▶ Extrait du texte

****

M. le ministre des travaux
publics (M. Frère-Orban). - Ces 6 locomotives ne sont pas en
confection, elles sont livrées ; le prix en est compris dans le crédit
supplémentaire, la chambre est parfaitement libre de rejeter même cette partie
du crédit ; c'est un marché que j'ai cru devoir contracter, sous la réserve
toutefois de l'allocation du crédit par la législature.
Pour
en revenir aux dix locomotives qui sont proposées et qui absorberont 600,000
fr., je répartirai ce travail entre les divers établissements qui s'occupent de
ce genre de fabrication ; mais à raison du nombre de ces établissements, et de
celui des locomotives à construire, il y aura peu de travail pour les
établissements de cette espèce ; un de ces établissements pourrait construire
les dix locomotives en dix semaines.
Les
dix locomotives absorberont 600,000 francs sur le million alloué par la section
centrale. Il y a cependant à construire des diligences, des waggons couverts à
voyageurs ; plus aujourd'hui que dans toute autre circonstance, il y a lieu de
faire ce travail, car la fabrication des voitures de luxe est, sinon totalement
suspendue, au moins considérablement ralentie dans tout le pays. Ainsi, outre
la nécessité qui existe, de faire confectionner le travail dont je parle, il
est indispensable qu'on puisse faire des commandes aux carrossiers.
Les
waggons à marchandises, au nombre de 500, ont été évalués à une somme de
1,100,000 francs, de sorte qu'en demandant 500,000 fr. de plus que n'alloue la
section centrale, je serai obligé de réduire encore d'une manière très notable
le nombre des objets à faire confectionner.
Restent
deux articles qui ont été rejetés par la section centrale ; l'un de 20,000
francs pour le raccordement de la station de Gand avec l'entrepôt ; l'autre de
110,000 francs pour le raccordement de la station de Bruges avec le bassin de
commerce.
Déjà,
messieurs, la chambre a voté 235,000 francs pour le raccordement de la station
de Gand avec l'entrepôt. La chambre, en accordant cette somme, a décidé que
l'intervention de l'Etat ne pourrait aller au-delà des 235,000 fr., le surplus
devant être fourni par la ville elle-même. Je dois déclarer loyalement que
lorsque j'ai fait la proposition d'allouer la somme supplémentaire de 200,000
fr., je n'avais pas la loi sous les yeux, je ne savais pas qu'il y eût un
précédent, et j'ai demandé cette somme de 200,000 fr. dans la conviction qu'il
y avait toute latitude, que la proposition des 235,000 fr. avait été faite sur
des bases erronées.
Cependant
je n'en persiste pas moins à solliciter la somme de deux cent mille francs,
fût-ce à titre d'avance, sauf à l'Etat à faire un arrangement avec la ville de
Gand. Dans les circonstances actuelles, il est impossible que la ville de Gand
fournisse les 200 mille francs qui seraient nécessaires pour exécuter le projet
de raccordement.

****

[Extraits d'un jeu de données d'annotation par points]
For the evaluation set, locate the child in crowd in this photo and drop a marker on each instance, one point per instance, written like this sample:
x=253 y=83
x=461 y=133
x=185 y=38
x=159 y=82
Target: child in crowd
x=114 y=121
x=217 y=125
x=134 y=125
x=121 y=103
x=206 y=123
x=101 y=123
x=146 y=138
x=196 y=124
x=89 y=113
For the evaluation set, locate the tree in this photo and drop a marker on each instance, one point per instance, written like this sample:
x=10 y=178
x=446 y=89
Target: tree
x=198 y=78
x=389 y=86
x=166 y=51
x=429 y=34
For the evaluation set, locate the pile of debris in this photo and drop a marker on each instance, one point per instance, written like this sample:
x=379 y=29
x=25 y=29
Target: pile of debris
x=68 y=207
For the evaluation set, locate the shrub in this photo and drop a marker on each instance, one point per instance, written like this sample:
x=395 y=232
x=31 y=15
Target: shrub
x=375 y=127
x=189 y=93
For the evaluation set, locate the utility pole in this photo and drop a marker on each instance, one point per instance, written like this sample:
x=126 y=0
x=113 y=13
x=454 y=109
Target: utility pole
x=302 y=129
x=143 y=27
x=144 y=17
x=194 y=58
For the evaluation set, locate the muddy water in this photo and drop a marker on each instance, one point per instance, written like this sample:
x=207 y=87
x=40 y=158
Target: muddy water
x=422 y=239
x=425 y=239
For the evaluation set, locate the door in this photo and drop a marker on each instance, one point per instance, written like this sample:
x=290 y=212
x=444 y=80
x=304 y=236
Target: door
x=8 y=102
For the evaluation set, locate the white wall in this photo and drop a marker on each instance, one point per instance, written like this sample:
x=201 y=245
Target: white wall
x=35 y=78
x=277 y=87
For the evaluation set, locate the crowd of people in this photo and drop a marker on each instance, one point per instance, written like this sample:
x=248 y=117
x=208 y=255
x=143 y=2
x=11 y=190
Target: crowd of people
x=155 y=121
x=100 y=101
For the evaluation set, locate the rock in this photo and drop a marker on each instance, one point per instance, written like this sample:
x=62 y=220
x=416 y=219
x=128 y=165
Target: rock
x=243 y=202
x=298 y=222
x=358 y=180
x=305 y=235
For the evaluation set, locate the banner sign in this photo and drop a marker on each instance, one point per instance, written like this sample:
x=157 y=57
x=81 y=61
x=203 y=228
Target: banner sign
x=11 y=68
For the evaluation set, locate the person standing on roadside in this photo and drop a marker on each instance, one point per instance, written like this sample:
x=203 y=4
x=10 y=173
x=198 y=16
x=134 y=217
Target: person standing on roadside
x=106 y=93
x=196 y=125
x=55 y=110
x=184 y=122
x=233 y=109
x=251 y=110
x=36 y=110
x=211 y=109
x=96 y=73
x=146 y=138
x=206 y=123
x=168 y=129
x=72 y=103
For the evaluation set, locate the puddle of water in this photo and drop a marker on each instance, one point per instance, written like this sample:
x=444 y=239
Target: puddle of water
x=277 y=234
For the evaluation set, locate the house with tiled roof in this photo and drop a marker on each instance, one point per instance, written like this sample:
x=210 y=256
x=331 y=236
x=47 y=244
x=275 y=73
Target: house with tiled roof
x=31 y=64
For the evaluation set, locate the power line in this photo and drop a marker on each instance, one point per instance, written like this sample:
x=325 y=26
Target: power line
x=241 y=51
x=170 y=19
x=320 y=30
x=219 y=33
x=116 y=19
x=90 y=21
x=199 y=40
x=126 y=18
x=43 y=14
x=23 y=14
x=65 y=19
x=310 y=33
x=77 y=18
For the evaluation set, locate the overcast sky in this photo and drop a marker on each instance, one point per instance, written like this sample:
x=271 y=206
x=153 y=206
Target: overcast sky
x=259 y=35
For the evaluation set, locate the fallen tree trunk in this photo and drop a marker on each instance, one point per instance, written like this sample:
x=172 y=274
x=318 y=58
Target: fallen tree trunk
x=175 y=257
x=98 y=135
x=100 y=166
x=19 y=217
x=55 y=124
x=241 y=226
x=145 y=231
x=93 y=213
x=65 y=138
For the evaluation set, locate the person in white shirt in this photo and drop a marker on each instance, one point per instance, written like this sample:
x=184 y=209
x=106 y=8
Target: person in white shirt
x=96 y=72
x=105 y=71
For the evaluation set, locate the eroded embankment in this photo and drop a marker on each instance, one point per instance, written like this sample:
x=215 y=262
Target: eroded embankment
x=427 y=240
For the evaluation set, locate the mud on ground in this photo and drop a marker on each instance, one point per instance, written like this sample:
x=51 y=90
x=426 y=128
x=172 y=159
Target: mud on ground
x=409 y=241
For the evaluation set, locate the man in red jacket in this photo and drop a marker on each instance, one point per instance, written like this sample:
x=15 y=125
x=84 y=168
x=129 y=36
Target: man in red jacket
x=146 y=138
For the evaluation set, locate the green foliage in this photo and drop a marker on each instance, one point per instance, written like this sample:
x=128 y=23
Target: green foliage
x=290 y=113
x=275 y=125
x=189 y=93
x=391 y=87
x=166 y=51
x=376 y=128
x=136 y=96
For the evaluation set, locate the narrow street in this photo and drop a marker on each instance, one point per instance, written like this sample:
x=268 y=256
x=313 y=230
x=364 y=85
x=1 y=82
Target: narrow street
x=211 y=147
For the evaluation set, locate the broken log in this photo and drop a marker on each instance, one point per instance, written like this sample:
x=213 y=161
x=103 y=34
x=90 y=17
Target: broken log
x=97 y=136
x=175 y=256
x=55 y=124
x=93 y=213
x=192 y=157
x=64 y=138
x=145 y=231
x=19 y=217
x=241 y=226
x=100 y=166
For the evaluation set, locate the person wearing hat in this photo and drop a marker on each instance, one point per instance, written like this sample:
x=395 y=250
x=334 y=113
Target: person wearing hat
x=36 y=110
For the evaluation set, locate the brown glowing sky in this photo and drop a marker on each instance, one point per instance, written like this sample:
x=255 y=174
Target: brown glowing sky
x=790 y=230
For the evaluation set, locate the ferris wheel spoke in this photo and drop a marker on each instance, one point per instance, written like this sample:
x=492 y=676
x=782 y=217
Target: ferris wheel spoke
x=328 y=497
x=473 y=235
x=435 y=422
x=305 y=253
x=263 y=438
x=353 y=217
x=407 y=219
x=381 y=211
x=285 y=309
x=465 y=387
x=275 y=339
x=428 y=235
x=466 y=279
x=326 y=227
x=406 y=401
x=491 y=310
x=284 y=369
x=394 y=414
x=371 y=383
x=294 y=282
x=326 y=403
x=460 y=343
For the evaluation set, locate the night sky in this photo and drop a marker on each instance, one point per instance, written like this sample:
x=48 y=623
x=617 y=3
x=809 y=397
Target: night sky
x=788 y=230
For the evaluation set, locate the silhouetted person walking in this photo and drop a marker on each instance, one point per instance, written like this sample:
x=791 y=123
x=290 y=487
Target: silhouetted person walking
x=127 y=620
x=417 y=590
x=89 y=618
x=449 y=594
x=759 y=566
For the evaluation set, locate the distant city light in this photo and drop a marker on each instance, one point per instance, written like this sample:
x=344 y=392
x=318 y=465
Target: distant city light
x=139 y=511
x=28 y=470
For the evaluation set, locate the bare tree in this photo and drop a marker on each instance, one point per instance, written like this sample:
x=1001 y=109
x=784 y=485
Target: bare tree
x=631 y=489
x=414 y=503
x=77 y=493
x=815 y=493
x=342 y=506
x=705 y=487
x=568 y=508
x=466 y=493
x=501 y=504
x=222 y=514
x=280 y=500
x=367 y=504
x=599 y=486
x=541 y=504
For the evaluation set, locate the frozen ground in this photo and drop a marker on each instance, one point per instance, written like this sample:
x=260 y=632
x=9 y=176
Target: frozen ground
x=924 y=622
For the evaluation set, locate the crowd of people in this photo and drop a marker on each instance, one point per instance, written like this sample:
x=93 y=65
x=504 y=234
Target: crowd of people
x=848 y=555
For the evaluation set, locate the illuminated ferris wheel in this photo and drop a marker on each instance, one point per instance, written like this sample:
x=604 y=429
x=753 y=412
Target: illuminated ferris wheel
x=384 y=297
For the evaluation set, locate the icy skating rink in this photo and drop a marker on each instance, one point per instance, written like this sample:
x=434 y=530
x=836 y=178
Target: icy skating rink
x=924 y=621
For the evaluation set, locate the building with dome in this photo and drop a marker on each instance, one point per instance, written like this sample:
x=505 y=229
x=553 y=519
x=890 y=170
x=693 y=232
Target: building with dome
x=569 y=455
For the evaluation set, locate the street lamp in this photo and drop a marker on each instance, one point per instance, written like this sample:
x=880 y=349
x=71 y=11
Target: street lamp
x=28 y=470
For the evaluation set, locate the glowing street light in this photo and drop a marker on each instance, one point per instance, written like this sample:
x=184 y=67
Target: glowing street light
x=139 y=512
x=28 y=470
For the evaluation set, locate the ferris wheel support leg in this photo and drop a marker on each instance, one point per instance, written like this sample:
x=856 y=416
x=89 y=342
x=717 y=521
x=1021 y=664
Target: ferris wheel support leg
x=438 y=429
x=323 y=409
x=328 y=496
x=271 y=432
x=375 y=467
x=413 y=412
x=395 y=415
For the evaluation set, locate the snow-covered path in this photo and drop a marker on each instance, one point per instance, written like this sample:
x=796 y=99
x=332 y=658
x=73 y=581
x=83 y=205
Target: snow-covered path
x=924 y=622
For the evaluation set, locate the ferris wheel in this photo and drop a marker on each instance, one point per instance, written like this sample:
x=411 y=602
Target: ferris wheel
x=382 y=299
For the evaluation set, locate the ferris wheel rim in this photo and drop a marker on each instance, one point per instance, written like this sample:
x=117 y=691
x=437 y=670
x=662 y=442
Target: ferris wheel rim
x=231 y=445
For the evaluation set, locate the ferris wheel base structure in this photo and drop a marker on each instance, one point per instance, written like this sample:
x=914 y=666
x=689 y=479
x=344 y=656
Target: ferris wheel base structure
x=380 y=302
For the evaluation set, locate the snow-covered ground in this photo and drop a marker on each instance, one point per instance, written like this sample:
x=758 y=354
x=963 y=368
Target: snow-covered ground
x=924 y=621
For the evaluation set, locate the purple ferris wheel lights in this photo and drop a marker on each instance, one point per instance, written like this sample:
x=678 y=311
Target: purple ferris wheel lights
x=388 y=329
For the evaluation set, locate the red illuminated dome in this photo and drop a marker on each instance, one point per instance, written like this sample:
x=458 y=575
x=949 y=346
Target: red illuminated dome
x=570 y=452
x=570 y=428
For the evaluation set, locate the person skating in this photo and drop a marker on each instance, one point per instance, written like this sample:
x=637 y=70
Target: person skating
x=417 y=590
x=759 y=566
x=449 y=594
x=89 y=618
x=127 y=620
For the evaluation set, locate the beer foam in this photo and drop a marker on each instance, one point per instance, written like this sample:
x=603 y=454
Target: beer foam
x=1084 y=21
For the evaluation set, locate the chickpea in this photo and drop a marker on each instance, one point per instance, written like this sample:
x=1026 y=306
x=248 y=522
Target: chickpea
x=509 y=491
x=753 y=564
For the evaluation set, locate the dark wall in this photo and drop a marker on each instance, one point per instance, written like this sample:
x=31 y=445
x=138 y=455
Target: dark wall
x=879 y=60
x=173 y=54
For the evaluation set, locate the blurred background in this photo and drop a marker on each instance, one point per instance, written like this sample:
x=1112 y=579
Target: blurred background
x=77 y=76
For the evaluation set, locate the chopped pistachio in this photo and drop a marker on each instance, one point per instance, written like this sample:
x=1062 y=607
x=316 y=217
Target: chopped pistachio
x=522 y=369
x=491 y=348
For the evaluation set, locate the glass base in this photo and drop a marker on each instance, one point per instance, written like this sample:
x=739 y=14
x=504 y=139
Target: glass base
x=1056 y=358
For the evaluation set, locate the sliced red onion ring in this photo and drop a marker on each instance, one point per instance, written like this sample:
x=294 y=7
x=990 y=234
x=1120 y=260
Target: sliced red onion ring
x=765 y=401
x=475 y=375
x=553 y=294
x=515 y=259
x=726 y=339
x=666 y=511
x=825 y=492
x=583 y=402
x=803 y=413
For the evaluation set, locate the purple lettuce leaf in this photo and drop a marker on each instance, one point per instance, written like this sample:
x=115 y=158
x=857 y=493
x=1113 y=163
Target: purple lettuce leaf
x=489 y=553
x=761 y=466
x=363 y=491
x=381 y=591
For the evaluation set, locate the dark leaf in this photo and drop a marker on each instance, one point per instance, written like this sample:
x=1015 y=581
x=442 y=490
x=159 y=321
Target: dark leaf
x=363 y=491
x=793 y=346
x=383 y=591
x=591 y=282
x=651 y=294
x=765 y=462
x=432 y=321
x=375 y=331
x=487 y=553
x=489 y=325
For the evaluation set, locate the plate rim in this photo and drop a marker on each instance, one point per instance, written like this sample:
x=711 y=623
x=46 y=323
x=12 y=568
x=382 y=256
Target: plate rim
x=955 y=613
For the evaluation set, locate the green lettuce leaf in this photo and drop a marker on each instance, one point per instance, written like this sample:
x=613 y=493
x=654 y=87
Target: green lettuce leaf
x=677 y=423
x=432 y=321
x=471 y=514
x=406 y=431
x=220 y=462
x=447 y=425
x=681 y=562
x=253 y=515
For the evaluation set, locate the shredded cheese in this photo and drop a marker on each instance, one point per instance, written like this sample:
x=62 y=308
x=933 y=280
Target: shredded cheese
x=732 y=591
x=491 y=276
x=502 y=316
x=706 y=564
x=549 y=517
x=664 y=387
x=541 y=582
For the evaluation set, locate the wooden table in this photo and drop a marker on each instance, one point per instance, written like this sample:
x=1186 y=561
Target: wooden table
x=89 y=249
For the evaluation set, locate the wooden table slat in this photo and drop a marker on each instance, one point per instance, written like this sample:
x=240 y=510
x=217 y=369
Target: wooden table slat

****

▶ Exercices
1 – Relevez, dans l'extrait sur les crédits du chemin de fer, tous les types de matériel roulant que le ministre présente comme étant à construire ou à faire confectionner.
2 – Poursuivez l'extrait sur les crédits du chemin de fer en rédigeant la suite du discours du ministre.
Les données n'ont aucun lien avec l'extrait sur les crédits du chemin de fer.

▶ Corrigé des exercices
1 –
- les locomotives (dix locomotives proposées)
- les diligences
- les waggons couverts à voyageurs
- les waggons à marchandises (au nombre de 500)

2 –
La
ville de Gand sollicité au contraire des subsides de l'Etat ; elle s'est
adressée récemment à mon département pour un autre travail d'utilité publique
qu'elle se déclare impuissante à exécuter. Ce travail de raccordement est
considéré comme utile, un vote de la chambre l'atteste, il pourrait donner de
l'ouvrage à un très grand nombre d'ouvriers ; il comprend des terrassements
pour une somme notable.
Il
en est de même pour la station de Bruges ; le raccordement estimé 110 mille
francs est considéré comme très utile ; il donnerait de l'ouvrage à un très
grand nombre d'ouvriers dans une localité qui renferme une masse d'hommes sans
travail. Tout ce que je viens d’énumérer importe 1,763,727 fr. 50 c. qui me
donnent en somme ronde, avec les trois millions 236,000 fr. de la section
centrale, le chiffre de 5 millions que j'ai annoncé. Ainsi le projet primitif
de 6,451,546 fr. 10 c. serait réduit à 5 millions.
D'après
les explications que j'ai eu l'honneur de donner et celles que la chambre a
entendues de divers membres, notamment de l'honorable M.. Dechamps, la chambre
doit être convaincue qu'à l'aide de la somme de 5 millions, il ne serait
possible d'entreprendre des travaux dans les localités les plus importantes du
pays que pour un temps limité et qu'il est démontré, dès ce moment, que la
plupart des travaux, sinon tous, seraient achevés pour l'époque du 1er
septembre, et qu'en tout cas la plus grande partie de la somme indiquée se trouverait
engagée.
C'est pourquoi aussi je ne puis accepter des crédits
insuffisants. Si je ne suis pas autorisé par le vote des crédits, je me
garderai bien d'engager une somme quelconque, pour des travaux qui devraient
être ultérieurement poursuivis, car l'on me reprocherait d'avoir lié les
chambres sans leur assentiment. Je n’ai pas besoin de m'appesantir sur les
considérations tirées des circonstances où nous nous trouvons ; tout le monde
en sent le poids, tout le monde les apprécie, ce serait vouloir démontrer
l'évidence.
-
M. Delfosse remplace M. Liedts au fauteuil.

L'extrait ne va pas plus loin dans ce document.